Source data
=======
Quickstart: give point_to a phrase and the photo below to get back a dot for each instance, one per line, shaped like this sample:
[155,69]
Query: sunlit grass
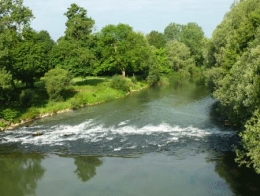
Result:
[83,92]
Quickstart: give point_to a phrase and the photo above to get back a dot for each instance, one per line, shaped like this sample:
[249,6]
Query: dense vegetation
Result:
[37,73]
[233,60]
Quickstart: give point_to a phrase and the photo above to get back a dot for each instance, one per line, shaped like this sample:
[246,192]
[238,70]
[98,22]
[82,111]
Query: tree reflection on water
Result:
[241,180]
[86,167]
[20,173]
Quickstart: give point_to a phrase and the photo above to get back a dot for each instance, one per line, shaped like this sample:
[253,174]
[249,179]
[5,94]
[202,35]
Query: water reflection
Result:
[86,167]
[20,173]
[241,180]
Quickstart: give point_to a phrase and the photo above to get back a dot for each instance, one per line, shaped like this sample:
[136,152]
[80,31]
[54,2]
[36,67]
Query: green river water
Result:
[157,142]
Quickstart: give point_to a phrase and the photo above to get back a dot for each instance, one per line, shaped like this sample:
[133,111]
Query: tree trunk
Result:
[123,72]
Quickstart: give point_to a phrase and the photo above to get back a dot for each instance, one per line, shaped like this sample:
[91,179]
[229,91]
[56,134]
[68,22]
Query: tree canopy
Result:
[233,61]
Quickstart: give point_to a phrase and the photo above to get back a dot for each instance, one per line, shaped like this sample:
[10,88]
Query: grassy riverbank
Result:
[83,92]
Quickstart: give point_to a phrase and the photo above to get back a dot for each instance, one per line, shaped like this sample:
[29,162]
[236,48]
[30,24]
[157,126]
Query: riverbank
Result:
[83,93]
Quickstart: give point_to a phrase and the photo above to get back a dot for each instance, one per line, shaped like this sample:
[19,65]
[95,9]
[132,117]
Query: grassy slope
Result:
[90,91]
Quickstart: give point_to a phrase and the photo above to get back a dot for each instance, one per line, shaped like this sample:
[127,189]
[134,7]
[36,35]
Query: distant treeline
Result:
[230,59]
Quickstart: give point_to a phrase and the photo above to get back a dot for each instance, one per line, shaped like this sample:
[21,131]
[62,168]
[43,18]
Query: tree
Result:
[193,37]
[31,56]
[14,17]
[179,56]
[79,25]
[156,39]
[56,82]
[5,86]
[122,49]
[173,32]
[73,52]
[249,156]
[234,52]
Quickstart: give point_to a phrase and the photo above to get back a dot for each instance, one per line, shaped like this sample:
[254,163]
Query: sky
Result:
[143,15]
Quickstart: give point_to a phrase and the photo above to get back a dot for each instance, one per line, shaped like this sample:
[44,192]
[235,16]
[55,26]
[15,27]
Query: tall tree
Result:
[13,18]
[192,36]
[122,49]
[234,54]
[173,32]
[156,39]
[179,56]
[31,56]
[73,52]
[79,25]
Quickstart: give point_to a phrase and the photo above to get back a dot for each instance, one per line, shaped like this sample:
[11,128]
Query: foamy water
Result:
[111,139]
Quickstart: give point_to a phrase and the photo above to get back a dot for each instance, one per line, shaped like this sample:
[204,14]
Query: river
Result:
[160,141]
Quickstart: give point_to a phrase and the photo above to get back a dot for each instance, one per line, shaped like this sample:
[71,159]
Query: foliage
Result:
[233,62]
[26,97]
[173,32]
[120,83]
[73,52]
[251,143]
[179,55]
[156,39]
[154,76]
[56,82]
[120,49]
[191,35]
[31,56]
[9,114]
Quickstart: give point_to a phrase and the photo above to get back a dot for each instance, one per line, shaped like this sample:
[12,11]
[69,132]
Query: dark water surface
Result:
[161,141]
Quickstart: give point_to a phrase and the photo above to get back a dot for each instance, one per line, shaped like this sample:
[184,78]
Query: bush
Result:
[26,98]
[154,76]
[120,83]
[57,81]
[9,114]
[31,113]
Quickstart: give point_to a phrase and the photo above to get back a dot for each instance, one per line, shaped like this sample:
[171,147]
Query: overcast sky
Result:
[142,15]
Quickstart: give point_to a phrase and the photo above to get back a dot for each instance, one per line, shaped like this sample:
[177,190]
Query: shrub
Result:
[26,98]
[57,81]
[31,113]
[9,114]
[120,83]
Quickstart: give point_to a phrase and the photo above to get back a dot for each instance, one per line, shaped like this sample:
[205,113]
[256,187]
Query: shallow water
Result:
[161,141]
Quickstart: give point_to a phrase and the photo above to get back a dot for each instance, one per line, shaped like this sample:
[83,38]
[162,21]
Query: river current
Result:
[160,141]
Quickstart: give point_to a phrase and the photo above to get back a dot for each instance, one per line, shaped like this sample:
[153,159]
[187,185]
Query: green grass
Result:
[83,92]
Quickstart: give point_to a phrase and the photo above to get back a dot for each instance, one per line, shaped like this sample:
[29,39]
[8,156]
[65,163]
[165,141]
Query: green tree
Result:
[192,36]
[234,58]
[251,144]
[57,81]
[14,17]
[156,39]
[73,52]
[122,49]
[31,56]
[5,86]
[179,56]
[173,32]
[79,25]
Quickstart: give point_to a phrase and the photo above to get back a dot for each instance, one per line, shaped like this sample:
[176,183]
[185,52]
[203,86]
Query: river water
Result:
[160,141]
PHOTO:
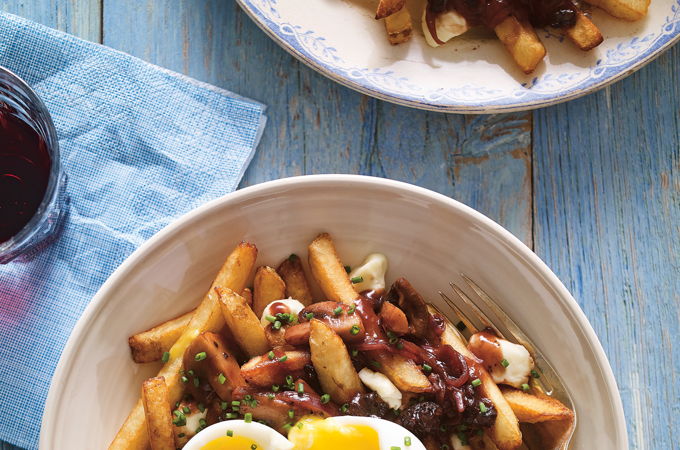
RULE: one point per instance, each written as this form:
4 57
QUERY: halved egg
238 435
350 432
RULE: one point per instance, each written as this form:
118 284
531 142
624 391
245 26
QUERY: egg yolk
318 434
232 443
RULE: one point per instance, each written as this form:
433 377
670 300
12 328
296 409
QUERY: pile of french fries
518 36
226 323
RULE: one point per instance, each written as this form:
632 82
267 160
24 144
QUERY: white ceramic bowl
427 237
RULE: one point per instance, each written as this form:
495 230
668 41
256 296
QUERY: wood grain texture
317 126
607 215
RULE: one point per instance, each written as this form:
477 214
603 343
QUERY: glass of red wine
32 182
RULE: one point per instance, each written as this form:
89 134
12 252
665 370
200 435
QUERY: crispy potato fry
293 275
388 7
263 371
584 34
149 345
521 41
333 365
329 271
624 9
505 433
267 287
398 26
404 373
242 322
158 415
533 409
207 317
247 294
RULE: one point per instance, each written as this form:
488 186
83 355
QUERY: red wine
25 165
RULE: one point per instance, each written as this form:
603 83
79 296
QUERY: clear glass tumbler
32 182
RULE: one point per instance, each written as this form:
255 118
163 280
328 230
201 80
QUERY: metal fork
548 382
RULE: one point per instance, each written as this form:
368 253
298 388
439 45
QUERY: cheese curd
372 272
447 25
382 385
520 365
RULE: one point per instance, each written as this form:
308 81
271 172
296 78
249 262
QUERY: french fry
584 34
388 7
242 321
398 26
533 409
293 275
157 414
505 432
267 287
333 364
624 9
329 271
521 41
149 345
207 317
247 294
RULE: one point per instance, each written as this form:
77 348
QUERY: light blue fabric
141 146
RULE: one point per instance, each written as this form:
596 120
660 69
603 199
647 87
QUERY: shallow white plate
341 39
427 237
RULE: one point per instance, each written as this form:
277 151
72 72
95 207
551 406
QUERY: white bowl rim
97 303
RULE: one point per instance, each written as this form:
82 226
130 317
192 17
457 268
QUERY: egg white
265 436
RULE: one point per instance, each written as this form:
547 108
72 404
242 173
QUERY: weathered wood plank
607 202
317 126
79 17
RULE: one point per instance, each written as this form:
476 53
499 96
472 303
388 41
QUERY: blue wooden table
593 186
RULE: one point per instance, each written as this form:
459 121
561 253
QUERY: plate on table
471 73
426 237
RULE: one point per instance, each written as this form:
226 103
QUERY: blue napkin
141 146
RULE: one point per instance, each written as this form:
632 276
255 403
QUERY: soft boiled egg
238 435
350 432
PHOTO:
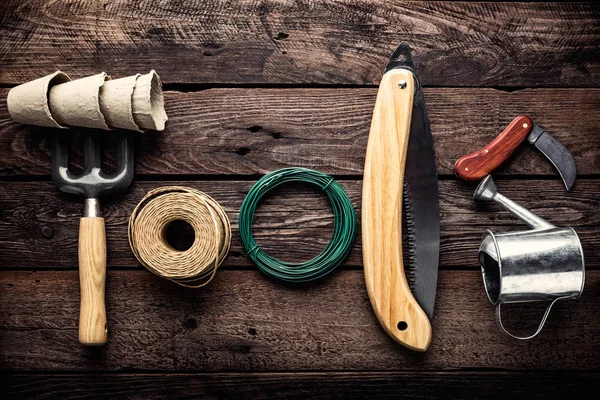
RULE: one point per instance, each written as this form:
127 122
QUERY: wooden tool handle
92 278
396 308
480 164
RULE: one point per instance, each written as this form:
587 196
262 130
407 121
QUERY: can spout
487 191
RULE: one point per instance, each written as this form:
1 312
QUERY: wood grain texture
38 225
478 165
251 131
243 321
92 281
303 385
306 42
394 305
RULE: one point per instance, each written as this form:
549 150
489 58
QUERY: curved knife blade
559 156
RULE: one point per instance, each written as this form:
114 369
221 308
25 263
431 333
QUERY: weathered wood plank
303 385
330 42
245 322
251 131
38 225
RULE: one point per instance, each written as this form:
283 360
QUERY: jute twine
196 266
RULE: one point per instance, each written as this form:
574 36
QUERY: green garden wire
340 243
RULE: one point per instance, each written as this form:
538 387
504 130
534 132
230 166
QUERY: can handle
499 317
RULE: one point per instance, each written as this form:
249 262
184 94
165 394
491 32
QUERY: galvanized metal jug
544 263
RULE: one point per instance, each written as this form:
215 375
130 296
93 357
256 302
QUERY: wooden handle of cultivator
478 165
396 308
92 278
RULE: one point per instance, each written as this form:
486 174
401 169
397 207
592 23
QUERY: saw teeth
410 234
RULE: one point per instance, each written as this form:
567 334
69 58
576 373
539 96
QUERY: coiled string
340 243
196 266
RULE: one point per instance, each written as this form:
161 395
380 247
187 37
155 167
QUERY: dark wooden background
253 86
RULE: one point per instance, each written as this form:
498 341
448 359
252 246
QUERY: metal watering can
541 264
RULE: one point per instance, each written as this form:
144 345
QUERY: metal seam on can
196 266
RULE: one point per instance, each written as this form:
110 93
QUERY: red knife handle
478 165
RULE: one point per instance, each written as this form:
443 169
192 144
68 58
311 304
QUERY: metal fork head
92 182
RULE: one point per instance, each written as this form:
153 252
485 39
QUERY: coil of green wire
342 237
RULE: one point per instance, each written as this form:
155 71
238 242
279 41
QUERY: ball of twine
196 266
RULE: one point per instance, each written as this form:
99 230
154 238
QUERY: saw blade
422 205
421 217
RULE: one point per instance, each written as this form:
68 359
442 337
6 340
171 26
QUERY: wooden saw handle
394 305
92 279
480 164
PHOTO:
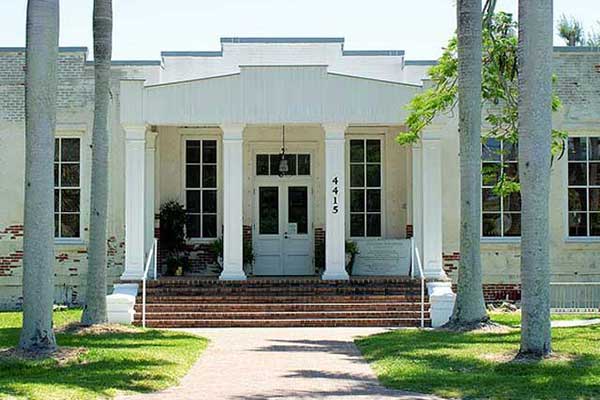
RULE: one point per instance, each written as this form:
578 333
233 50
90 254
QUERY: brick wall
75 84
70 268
=======
Problem to solve:
Looking at the records above, which lines contain "reflection"? Copy those lines.

Answer to this exercise:
Query: tree reflection on water
Query: water reflection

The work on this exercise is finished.